▶ [指定の課題] 下のライトノベル紹介文から、「社会からドロップアウトギリギリの学生が集うその学園に、転校してきた五十嵐真太郎。」で始まり「いた現実は厳しいものだった。」で終わる部分を一字一句違えずに書き写してください。

▶ [本文抜粋]
三原みつき・著、相音うしお・イラスト、 MF 文庫 J 。
12月29日(火)読了。
第五回 MF 文庫 J ライトノベル新人賞審査員特別賞受賞作。

公立毒マムシ学園。
社会からドロップアウトギリギリの学生が集うその学園に、転校してきた五十嵐真太郎。
偏差値70オーバーでエリートコースまっしぐらの彼がそんな最悪の高校に転校したことには当然理由があった。
『一緒に東大に合格しようね』
そんな某漫画の影響受けまくりの約束を交わした幼馴染みの少女、権田原凛子がその学園に居ると噂に聞いたからだ。
しかし、想い人と再会を夢見て全てを捨てた彼を待ち受けていた現実は厳しいものだった。
「おひけえ願います!」

▶ [提供データ]

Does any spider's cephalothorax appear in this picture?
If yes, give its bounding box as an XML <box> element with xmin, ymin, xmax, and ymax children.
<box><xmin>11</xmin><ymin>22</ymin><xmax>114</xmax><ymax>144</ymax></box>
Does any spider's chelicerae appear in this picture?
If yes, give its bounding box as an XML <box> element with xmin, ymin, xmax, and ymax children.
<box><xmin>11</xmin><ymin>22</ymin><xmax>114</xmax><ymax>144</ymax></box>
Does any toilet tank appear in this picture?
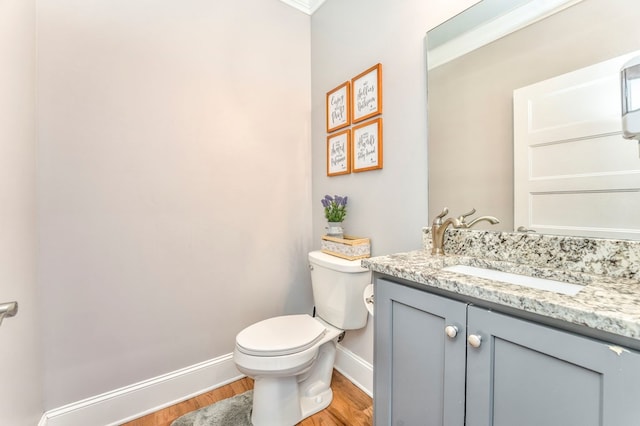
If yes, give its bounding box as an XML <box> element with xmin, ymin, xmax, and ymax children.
<box><xmin>309</xmin><ymin>251</ymin><xmax>371</xmax><ymax>330</ymax></box>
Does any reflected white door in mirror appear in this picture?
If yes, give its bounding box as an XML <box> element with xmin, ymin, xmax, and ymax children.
<box><xmin>513</xmin><ymin>52</ymin><xmax>640</xmax><ymax>239</ymax></box>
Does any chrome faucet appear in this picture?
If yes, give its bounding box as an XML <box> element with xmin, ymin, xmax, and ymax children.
<box><xmin>431</xmin><ymin>207</ymin><xmax>500</xmax><ymax>255</ymax></box>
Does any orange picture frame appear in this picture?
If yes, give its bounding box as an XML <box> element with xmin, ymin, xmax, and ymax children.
<box><xmin>351</xmin><ymin>64</ymin><xmax>382</xmax><ymax>123</ymax></box>
<box><xmin>327</xmin><ymin>81</ymin><xmax>351</xmax><ymax>133</ymax></box>
<box><xmin>351</xmin><ymin>117</ymin><xmax>382</xmax><ymax>173</ymax></box>
<box><xmin>327</xmin><ymin>129</ymin><xmax>351</xmax><ymax>176</ymax></box>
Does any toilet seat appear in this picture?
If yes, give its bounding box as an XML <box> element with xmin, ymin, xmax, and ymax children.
<box><xmin>236</xmin><ymin>314</ymin><xmax>327</xmax><ymax>357</ymax></box>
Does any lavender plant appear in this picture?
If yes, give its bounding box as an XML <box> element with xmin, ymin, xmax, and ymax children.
<box><xmin>321</xmin><ymin>195</ymin><xmax>348</xmax><ymax>222</ymax></box>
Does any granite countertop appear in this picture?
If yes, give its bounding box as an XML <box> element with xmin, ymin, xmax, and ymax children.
<box><xmin>362</xmin><ymin>250</ymin><xmax>640</xmax><ymax>343</ymax></box>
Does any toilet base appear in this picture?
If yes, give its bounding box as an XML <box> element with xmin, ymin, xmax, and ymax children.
<box><xmin>251</xmin><ymin>340</ymin><xmax>336</xmax><ymax>426</ymax></box>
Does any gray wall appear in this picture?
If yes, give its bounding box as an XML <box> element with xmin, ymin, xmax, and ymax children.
<box><xmin>37</xmin><ymin>0</ymin><xmax>311</xmax><ymax>409</ymax></box>
<box><xmin>311</xmin><ymin>0</ymin><xmax>474</xmax><ymax>362</ymax></box>
<box><xmin>429</xmin><ymin>0</ymin><xmax>640</xmax><ymax>231</ymax></box>
<box><xmin>0</xmin><ymin>0</ymin><xmax>43</xmax><ymax>425</ymax></box>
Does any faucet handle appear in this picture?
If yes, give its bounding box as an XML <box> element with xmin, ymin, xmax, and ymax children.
<box><xmin>433</xmin><ymin>207</ymin><xmax>449</xmax><ymax>225</ymax></box>
<box><xmin>458</xmin><ymin>208</ymin><xmax>476</xmax><ymax>223</ymax></box>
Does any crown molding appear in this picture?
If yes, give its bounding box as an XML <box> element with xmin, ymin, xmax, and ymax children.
<box><xmin>280</xmin><ymin>0</ymin><xmax>324</xmax><ymax>15</ymax></box>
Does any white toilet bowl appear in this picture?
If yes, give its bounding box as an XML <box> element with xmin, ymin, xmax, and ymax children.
<box><xmin>233</xmin><ymin>315</ymin><xmax>342</xmax><ymax>426</ymax></box>
<box><xmin>233</xmin><ymin>252</ymin><xmax>370</xmax><ymax>426</ymax></box>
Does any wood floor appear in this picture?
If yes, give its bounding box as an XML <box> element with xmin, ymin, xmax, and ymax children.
<box><xmin>122</xmin><ymin>370</ymin><xmax>373</xmax><ymax>426</ymax></box>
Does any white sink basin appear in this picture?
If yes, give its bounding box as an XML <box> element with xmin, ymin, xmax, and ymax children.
<box><xmin>442</xmin><ymin>265</ymin><xmax>583</xmax><ymax>296</ymax></box>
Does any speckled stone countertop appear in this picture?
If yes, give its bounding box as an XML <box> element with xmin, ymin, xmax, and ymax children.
<box><xmin>362</xmin><ymin>229</ymin><xmax>640</xmax><ymax>341</ymax></box>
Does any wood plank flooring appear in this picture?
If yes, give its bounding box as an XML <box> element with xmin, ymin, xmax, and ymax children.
<box><xmin>122</xmin><ymin>370</ymin><xmax>373</xmax><ymax>426</ymax></box>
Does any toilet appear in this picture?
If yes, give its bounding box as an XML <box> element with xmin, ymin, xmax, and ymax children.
<box><xmin>233</xmin><ymin>251</ymin><xmax>371</xmax><ymax>426</ymax></box>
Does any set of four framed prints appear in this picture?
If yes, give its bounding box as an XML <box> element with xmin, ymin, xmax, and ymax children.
<box><xmin>326</xmin><ymin>64</ymin><xmax>382</xmax><ymax>176</ymax></box>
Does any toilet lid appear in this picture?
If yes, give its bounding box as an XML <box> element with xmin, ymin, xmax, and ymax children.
<box><xmin>236</xmin><ymin>315</ymin><xmax>326</xmax><ymax>356</ymax></box>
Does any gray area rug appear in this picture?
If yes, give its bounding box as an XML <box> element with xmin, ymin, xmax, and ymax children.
<box><xmin>171</xmin><ymin>391</ymin><xmax>253</xmax><ymax>426</ymax></box>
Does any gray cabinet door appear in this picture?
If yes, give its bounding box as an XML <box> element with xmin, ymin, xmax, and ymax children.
<box><xmin>466</xmin><ymin>306</ymin><xmax>640</xmax><ymax>426</ymax></box>
<box><xmin>374</xmin><ymin>279</ymin><xmax>466</xmax><ymax>426</ymax></box>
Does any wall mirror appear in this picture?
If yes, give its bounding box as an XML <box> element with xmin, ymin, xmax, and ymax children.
<box><xmin>426</xmin><ymin>0</ymin><xmax>640</xmax><ymax>239</ymax></box>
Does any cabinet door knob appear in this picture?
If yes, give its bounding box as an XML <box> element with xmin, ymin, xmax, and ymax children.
<box><xmin>444</xmin><ymin>325</ymin><xmax>458</xmax><ymax>339</ymax></box>
<box><xmin>467</xmin><ymin>334</ymin><xmax>482</xmax><ymax>348</ymax></box>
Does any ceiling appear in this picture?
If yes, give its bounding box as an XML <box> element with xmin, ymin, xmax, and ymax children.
<box><xmin>280</xmin><ymin>0</ymin><xmax>324</xmax><ymax>15</ymax></box>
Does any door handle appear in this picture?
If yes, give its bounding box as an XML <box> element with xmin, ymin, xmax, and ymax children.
<box><xmin>0</xmin><ymin>302</ymin><xmax>18</xmax><ymax>325</ymax></box>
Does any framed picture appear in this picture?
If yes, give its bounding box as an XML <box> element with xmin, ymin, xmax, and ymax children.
<box><xmin>327</xmin><ymin>81</ymin><xmax>351</xmax><ymax>133</ymax></box>
<box><xmin>351</xmin><ymin>118</ymin><xmax>382</xmax><ymax>172</ymax></box>
<box><xmin>351</xmin><ymin>64</ymin><xmax>382</xmax><ymax>123</ymax></box>
<box><xmin>327</xmin><ymin>129</ymin><xmax>351</xmax><ymax>176</ymax></box>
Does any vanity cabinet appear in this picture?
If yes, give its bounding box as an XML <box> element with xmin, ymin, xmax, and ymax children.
<box><xmin>374</xmin><ymin>277</ymin><xmax>640</xmax><ymax>426</ymax></box>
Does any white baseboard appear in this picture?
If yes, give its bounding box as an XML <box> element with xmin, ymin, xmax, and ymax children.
<box><xmin>38</xmin><ymin>354</ymin><xmax>244</xmax><ymax>426</ymax></box>
<box><xmin>38</xmin><ymin>345</ymin><xmax>373</xmax><ymax>426</ymax></box>
<box><xmin>334</xmin><ymin>344</ymin><xmax>373</xmax><ymax>396</ymax></box>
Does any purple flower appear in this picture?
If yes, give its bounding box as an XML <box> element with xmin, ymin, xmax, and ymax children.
<box><xmin>320</xmin><ymin>195</ymin><xmax>347</xmax><ymax>222</ymax></box>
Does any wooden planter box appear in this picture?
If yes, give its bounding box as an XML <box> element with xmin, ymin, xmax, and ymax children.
<box><xmin>320</xmin><ymin>235</ymin><xmax>371</xmax><ymax>260</ymax></box>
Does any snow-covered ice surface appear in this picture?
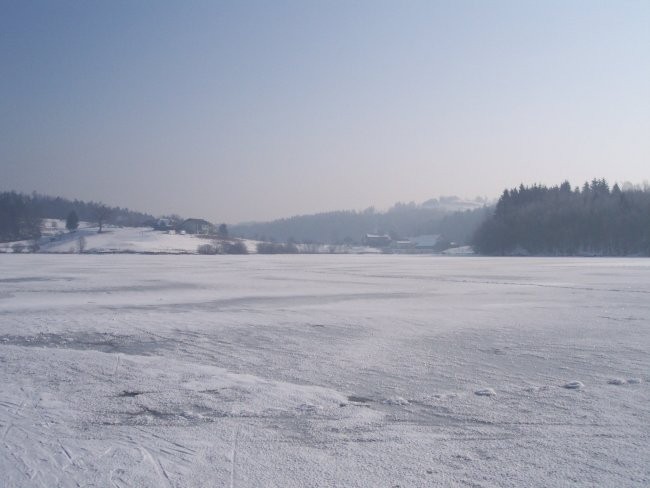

▶ [課題の解答]
社会からドロップアウトギリギリの学生が集うその学園に、転校してきた五十嵐真太郎。
偏差値70オーバーでエリートコースまっしぐらの彼がそんな最悪の高校に転校したことには当然理由があった。
『一緒に東大に合格しようね』
そんな某漫画の影響受けまくりの約束を交わした幼馴染みの少女、権田原凛子がその学園に居ると噂に聞いたからだ。
しかし、想い人と再会を夢見て全てを捨てた彼を待ち受けていた現実は厳しいものだった。